(Collected data entries)
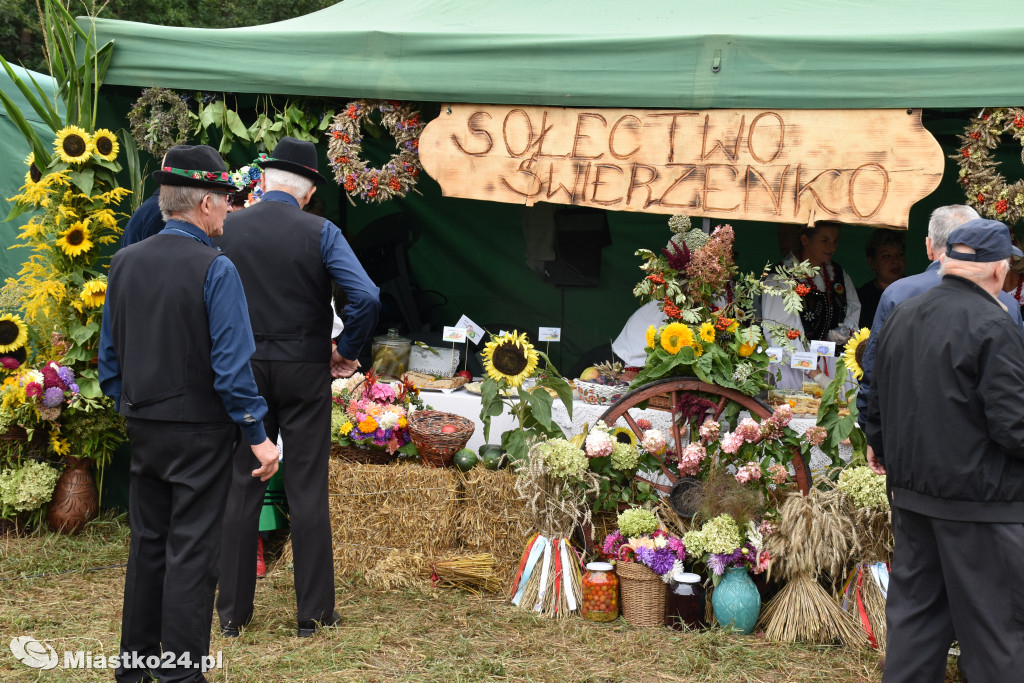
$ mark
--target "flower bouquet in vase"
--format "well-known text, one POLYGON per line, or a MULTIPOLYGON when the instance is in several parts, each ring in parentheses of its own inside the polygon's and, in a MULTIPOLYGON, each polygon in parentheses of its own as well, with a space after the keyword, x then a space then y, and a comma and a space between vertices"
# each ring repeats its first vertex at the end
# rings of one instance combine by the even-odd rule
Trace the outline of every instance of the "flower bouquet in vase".
POLYGON ((416 387, 381 382, 370 370, 334 380, 331 400, 332 455, 382 465, 394 460, 395 453, 412 449, 409 411, 422 405, 416 387))
POLYGON ((602 547, 615 561, 622 592, 622 616, 634 626, 665 623, 665 584, 675 570, 682 571, 686 545, 670 536, 657 516, 644 508, 619 513, 618 529, 602 547))

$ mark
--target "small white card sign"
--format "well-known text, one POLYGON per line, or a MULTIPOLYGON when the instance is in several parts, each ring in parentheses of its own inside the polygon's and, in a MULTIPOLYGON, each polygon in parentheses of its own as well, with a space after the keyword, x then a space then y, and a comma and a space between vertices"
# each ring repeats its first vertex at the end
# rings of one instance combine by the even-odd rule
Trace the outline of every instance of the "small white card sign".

> [What you have to do]:
Return every line of the records exactly as given, pictures excluded.

> [Output below]:
$ mark
--target "flower bouquet in vase"
--format "well-known text, one POLYGON per line, or a MULTIPOLYGON when the instance is in several parts, each ring in parentheses of its own inside the polygon's and, in a MULTIPOLYGON, each polygon in parentheses of its own as well, with a space after the keyword, x then a space then y, and a comma and a space between vertices"
# each ring repeats its first vertex at the end
# rings of one instance combine by the even-odd rule
Trace the outline of every instance of the "flower bouquet in vase".
POLYGON ((416 387, 381 382, 370 370, 334 380, 331 400, 332 455, 382 465, 394 460, 395 453, 412 449, 409 411, 422 405, 416 387))
POLYGON ((602 547, 615 561, 622 592, 622 616, 634 626, 665 623, 665 584, 675 570, 682 571, 686 545, 670 536, 657 516, 644 508, 619 513, 618 529, 602 547))

$ mark
--target "small white card sign"
--format "well-known text, one POLYGON per line, or a MULTIPOLYGON when the instance is in several parts, each ring in parentheses of its own inside the polygon's and, in a MULTIPOLYGON, each polygon in parentheses of its own as well, with a space after the keyword, x then a space then y, and a comma and a space between vertices"
# each ring repeats its first vertex at the end
# rings of one instance combine by the even-odd rule
Trace the outline of every instance of the "small white card sign".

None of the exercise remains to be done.